::: INPUT DATA

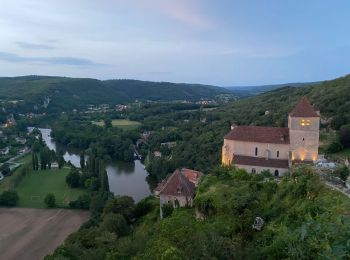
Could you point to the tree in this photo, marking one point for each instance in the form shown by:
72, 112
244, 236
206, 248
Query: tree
9, 198
50, 200
5, 169
108, 123
115, 223
344, 136
167, 209
60, 159
343, 172
73, 178
82, 160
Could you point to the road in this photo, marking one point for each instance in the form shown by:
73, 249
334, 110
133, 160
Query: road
30, 234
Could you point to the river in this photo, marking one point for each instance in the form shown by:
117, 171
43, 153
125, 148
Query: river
124, 178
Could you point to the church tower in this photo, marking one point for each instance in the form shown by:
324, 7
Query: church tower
304, 130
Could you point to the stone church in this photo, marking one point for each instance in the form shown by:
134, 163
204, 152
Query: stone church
258, 148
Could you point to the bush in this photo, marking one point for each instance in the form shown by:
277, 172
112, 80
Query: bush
50, 200
5, 169
142, 208
342, 172
83, 202
334, 147
344, 136
73, 178
115, 223
9, 198
167, 210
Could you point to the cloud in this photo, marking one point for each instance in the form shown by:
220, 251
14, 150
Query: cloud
11, 57
183, 11
34, 46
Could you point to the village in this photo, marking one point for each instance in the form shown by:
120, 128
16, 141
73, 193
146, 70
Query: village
257, 150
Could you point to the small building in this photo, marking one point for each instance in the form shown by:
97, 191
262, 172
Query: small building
179, 188
258, 148
157, 154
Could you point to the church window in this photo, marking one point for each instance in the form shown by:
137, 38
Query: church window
305, 122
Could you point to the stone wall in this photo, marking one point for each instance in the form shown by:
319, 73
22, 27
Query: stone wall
304, 138
265, 150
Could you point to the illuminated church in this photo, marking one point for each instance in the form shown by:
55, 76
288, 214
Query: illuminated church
258, 148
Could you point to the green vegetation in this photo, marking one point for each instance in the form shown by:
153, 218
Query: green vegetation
35, 185
121, 123
50, 200
9, 198
75, 93
302, 220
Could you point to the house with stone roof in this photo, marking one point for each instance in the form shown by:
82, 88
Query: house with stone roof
258, 148
178, 188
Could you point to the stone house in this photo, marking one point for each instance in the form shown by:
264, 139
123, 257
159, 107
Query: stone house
258, 148
178, 188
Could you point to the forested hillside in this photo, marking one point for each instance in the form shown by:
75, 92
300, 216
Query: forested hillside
271, 108
302, 220
64, 94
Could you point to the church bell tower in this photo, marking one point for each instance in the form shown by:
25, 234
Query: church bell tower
304, 130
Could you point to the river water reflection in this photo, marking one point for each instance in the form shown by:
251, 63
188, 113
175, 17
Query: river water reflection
124, 178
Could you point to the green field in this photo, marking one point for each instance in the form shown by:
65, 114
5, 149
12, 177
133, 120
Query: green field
35, 185
121, 123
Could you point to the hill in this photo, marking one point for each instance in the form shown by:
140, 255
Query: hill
271, 108
256, 90
62, 94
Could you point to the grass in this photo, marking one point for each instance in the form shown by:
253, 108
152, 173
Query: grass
36, 185
121, 123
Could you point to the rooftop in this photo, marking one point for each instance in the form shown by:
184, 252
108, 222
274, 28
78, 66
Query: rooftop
176, 185
304, 109
260, 134
258, 161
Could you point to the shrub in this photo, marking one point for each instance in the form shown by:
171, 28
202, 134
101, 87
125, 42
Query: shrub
83, 202
342, 172
334, 147
167, 210
9, 198
344, 136
73, 178
115, 223
50, 200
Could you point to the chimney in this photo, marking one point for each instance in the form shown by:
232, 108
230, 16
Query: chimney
282, 137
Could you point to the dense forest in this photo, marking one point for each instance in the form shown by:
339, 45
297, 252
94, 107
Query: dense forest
302, 220
57, 94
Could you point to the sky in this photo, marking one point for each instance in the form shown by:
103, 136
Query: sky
217, 42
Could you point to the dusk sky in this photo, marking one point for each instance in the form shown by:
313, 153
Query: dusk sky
219, 42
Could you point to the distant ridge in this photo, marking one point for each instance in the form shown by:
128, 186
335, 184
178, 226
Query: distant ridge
64, 93
256, 90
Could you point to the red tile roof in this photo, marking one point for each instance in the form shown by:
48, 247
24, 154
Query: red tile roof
259, 134
258, 161
304, 109
176, 185
192, 175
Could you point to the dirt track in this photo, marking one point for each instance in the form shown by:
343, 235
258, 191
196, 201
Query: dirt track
31, 234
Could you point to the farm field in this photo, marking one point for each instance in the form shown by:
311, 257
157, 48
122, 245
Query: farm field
34, 186
121, 123
35, 233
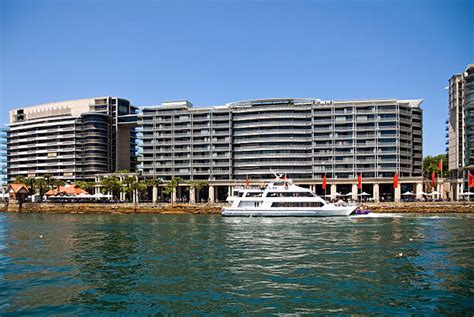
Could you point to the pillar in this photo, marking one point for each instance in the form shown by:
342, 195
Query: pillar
211, 194
376, 191
192, 195
397, 193
354, 192
419, 190
154, 195
333, 191
173, 196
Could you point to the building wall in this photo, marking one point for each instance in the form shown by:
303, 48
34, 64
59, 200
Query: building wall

::::::

#### WHAT THIS TASK INVOLVES
When copying the listing, skip the pictures and keep each line exactly as written.

#### SOLUTION TO THIS TASK
Could you point to the tree in this photo, marking one point for each instance in the form shown by:
72, 112
244, 236
206, 248
Query: tree
9, 198
50, 200
5, 169
108, 123
115, 223
344, 136
167, 209
60, 159
343, 172
73, 178
82, 160
Could you point to the road in this photo, marking one point for each instance in the form shown by:
73, 249
334, 110
133, 160
Query: road
30, 234
Could you point to the river in this photo, marking one point for each instance in the form shown by:
117, 171
43, 153
125, 148
Query: river
124, 178
Could you point to the church tower in this photo, marking one point for each instance in the form shown by:
324, 7
Query: church tower
304, 130
Could you point to the stone church in this photo, marking one point for each instance in the form shown by:
134, 163
204, 152
Query: stone church
258, 148
Could you point to the bush in this photo, marking one point for each instance in the form shown by:
277, 172
112, 80
Query: bush
50, 200
5, 169
142, 208
342, 172
83, 202
334, 147
344, 136
73, 178
115, 223
9, 198
167, 210
Could you point to the cloud in this photo, marking one point for each instance in the form shown by:
220, 251
14, 150
Query: cloud
11, 57
183, 11
34, 46
Could you point to the village in this photo, marking one point for each instance in the form shown by:
120, 128
16, 141
73, 193
146, 70
Query: village
257, 150
Could you point to the small building in this photo, marking one point for each instance in the form shown by:
97, 191
262, 172
Query: small building
179, 188
258, 148
157, 154
Could you point to the church window in this photo, marking one point for each instance in the form shown by:
137, 38
Query: church window
305, 122
Could you point to the stone wall in this photo, marking one point for each instance in the form shown by:
319, 73
22, 27
Query: stone wall
304, 138
265, 150
Could you point to the illuminated church in this photo, marking one point for each instance in the form shown by:
55, 76
288, 214
Query: illuminated church
258, 148
Could you point to the green vegetation in this photo, marking one point for each instance in the form shown by:
153, 218
Query: green vegetation
35, 185
121, 123
50, 200
9, 198
75, 93
302, 220
Could you point to the house with stone roof in this photo, marking one point for each instance in the form shown by:
82, 88
Query: house with stone roof
258, 148
178, 188
Could you point to the stone house in this photo, marking one point for each instance in the form shown by:
264, 139
123, 257
159, 107
Query: stone house
258, 148
178, 188
Could you point to the forested hillside in this photo, marking one point for each instance in the form shown by:
75, 92
300, 216
Query: forested hillside
271, 108
302, 220
64, 94
Could you point to the church bell tower in this photo, marking one point for each instance in the form shown by:
25, 234
Query: church bell tower
304, 130
Could you point to the river water reflection in this photo, marking one point for each instance in the form shown by:
251, 63
188, 113
175, 17
Query: river water reflection
124, 178
Could you point to the green field in this photo, marking one point for each instance in the form shown by:
65, 114
5, 149
12, 177
133, 120
Query: green field
35, 185
121, 123
Could you point to the hill in this photo, marking one point for each instance in the form shown by:
140, 255
Query: hill
271, 108
256, 90
62, 94
Could you point to the grass in this photo, marking one point for each instance in the form shown by:
253, 108
152, 173
Query: grass
36, 185
121, 123
Could you point to the rooftop in this photo, marking one point for each instance in the form shown by:
184, 252
108, 222
274, 28
78, 66
Query: rooftop
176, 185
304, 109
260, 134
258, 161
Could you point to the shrub in this photo, marking one point for each instance in the form shown by:
171, 28
202, 134
101, 87
125, 42
Query: shrub
83, 202
342, 172
334, 147
167, 210
9, 198
344, 136
73, 178
115, 223
50, 200
Could you point to the chimney in this photo, marking one point for each instance in the form shown by:
232, 108
230, 16
Query: chimney
282, 137
Could you point to the dense forest in this photo, marking one point for each instance in the form shown by:
339, 45
297, 252
94, 107
Query: dense forest
302, 220
57, 94
Could you point to the sky in this photo, marking one point for each instance in the form shown by:
103, 136
Query: sky
217, 42
Could you point to the dusk sky in this photo, marking one point for each instance in the form shown by:
313, 153
Query: dusk sky
219, 42
Could you point to the distant ridge in this photo, marking one point for each instance in the form shown by:
128, 186
335, 184
178, 226
Query: distant ridge
64, 93
256, 90
Could you point to the red tile roof in this photo, marking one point for each instance in the form shown by:
48, 247
24, 154
Query: red tile roof
259, 134
258, 161
304, 109
176, 185
192, 175
Could you point to the dirt track in this photo, marking one point for each instance in the form shown by:
343, 235
258, 191
196, 201
Query: dirt track
31, 234
Could you point to the farm field in this photo, marking one point for each instance in the form shown by:
311, 257
157, 48
122, 245
Query: farm field
34, 186
121, 123
35, 233
Could you point to the pillar in this photo, marking one point for each instance in the form shown by:
342, 195
Query: pillar
211, 194
376, 191
192, 195
397, 193
354, 192
419, 190
154, 195
333, 191
173, 196
Could you point to the building wall in this photo, marking one point for each instance in the form shown by:
303, 48
34, 64
59, 200
Query: building wall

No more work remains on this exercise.